Problem statement >> On how many lines of the data below does the word "verify" appear? Reply with the number only.
===============
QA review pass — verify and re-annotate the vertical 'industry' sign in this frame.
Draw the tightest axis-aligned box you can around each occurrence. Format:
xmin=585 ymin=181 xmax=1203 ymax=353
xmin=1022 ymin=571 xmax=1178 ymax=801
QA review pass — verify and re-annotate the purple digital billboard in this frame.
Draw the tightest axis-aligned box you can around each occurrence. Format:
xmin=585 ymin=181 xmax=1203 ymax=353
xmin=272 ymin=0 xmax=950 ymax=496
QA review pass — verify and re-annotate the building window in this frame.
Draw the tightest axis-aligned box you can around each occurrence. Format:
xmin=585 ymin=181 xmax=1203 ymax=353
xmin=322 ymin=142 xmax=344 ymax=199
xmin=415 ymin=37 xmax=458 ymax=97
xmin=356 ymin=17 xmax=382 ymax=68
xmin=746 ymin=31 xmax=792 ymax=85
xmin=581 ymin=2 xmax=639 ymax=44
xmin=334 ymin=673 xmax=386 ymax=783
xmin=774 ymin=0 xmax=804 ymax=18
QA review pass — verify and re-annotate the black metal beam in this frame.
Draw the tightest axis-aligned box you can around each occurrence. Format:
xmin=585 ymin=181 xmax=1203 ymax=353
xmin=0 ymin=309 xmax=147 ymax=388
===============
Exercise solution >> 4